====== DATA LISTING ======

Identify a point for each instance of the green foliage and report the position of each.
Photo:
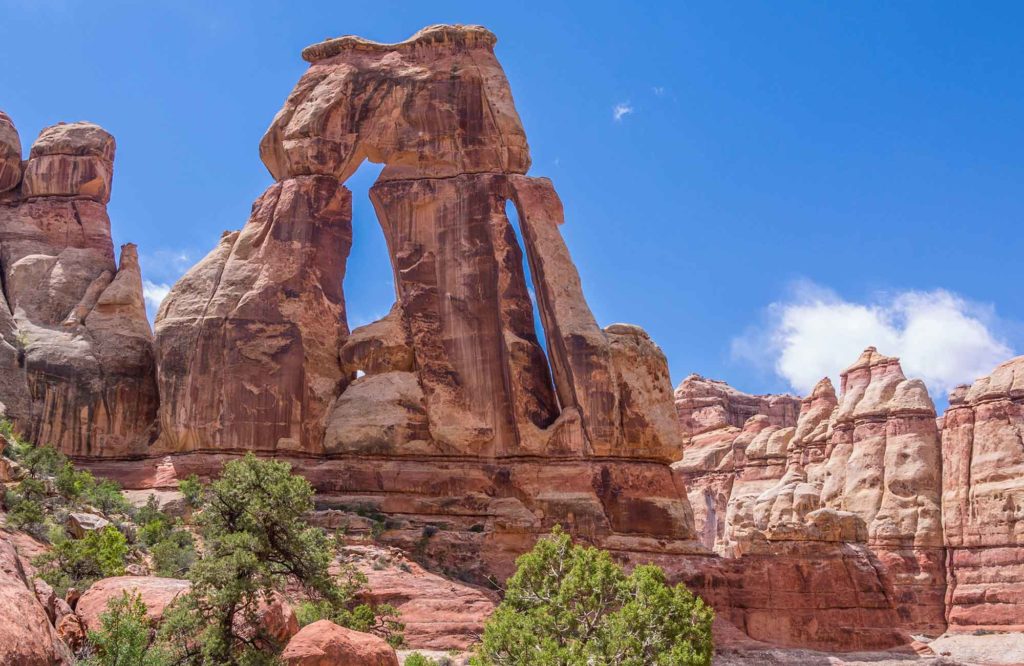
(79, 563)
(174, 554)
(192, 490)
(255, 542)
(124, 635)
(156, 526)
(569, 606)
(25, 506)
(40, 461)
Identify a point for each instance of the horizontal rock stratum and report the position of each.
(844, 521)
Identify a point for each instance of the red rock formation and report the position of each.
(444, 411)
(76, 359)
(27, 635)
(156, 593)
(983, 501)
(325, 643)
(437, 613)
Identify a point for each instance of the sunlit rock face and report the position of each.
(983, 500)
(76, 356)
(449, 410)
(860, 468)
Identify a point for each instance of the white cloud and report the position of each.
(938, 335)
(154, 294)
(622, 110)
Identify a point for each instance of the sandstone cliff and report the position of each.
(983, 500)
(448, 410)
(864, 468)
(76, 356)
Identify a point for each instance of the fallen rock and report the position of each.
(27, 636)
(80, 524)
(325, 643)
(157, 594)
(983, 501)
(438, 614)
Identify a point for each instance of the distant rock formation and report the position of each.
(448, 409)
(76, 357)
(983, 500)
(862, 468)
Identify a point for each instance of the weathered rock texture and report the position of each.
(76, 355)
(448, 411)
(983, 500)
(861, 469)
(27, 633)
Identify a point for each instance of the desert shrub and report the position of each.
(25, 506)
(568, 605)
(123, 638)
(79, 563)
(192, 490)
(155, 526)
(256, 542)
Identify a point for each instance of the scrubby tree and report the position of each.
(123, 637)
(256, 541)
(572, 606)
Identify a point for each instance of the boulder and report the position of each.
(157, 594)
(76, 351)
(325, 643)
(10, 154)
(27, 635)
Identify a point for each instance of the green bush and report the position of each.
(123, 638)
(79, 563)
(25, 506)
(40, 461)
(256, 543)
(569, 606)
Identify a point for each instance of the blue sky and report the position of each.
(766, 188)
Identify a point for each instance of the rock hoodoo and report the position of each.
(841, 521)
(76, 356)
(448, 409)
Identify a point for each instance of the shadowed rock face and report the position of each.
(983, 500)
(448, 409)
(76, 356)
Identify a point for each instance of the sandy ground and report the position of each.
(950, 650)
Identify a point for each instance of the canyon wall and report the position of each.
(76, 355)
(448, 411)
(840, 522)
(983, 501)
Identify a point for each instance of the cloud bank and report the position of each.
(154, 294)
(939, 336)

======

> _GIVEN INSTRUCTION_
Exclude the pictures and transcribe all of the entries exactly.

> _COMPLETE ANSWER_
Identify a point for each instance of the green foliage and report the position of each.
Photo:
(79, 563)
(174, 554)
(192, 490)
(255, 542)
(124, 635)
(156, 526)
(569, 606)
(25, 506)
(40, 461)
Identify a point for each instance of the horizontal rock stratum and report the position of each.
(844, 521)
Identify a point for each instance of the red rock formation and report the position of each.
(444, 411)
(76, 359)
(27, 635)
(156, 593)
(983, 501)
(325, 643)
(437, 613)
Identify a point for each instance of the sunlit rock face and report the position of each.
(983, 500)
(76, 356)
(449, 410)
(860, 468)
Identify a point for each instance of the white cloud and report the position of each.
(938, 335)
(154, 294)
(622, 110)
Identify a point for each instance of the sandstone cliff and report the position of each.
(983, 500)
(448, 410)
(864, 468)
(76, 356)
Identify a point for each instance of the fallen rock and report the position of each.
(27, 636)
(80, 524)
(325, 643)
(157, 594)
(983, 501)
(438, 614)
Identify a point for each instance of the distant rock formation and report the position of each.
(448, 409)
(76, 357)
(983, 500)
(862, 468)
Identify a point for each instance of the weathered rock texture and report the position of each.
(76, 355)
(448, 411)
(983, 500)
(861, 469)
(27, 633)
Identify a point for each instance of the desert shrub and report the position of each.
(25, 506)
(568, 605)
(123, 638)
(79, 563)
(192, 490)
(155, 526)
(256, 542)
Identify a point for each instance of the scrubby tree and report the position of each.
(123, 637)
(256, 541)
(572, 606)
Identify a point for each instance of the boulder and report the position of each.
(157, 594)
(76, 351)
(325, 643)
(10, 154)
(27, 635)
Identify a point for each instance of the green bush and report the position of each.
(123, 638)
(79, 563)
(25, 506)
(40, 461)
(256, 543)
(569, 606)
Identify a point for each instance of the blue sky and report the position of each.
(766, 188)
Identify a point for each instance of the rock hoodoo and report the position of each.
(841, 521)
(76, 356)
(448, 409)
Identify a point for each instance of the shadowed rock face and report the position of each.
(983, 500)
(448, 409)
(76, 356)
Identify a point for each instance of the sandy ground and report the position of each.
(950, 650)
Identify a point for each instance of the canyon wall and report the position of each.
(76, 355)
(448, 411)
(840, 522)
(983, 501)
Identify a point for each instance of the cloud bank and report the position of each.
(154, 294)
(939, 336)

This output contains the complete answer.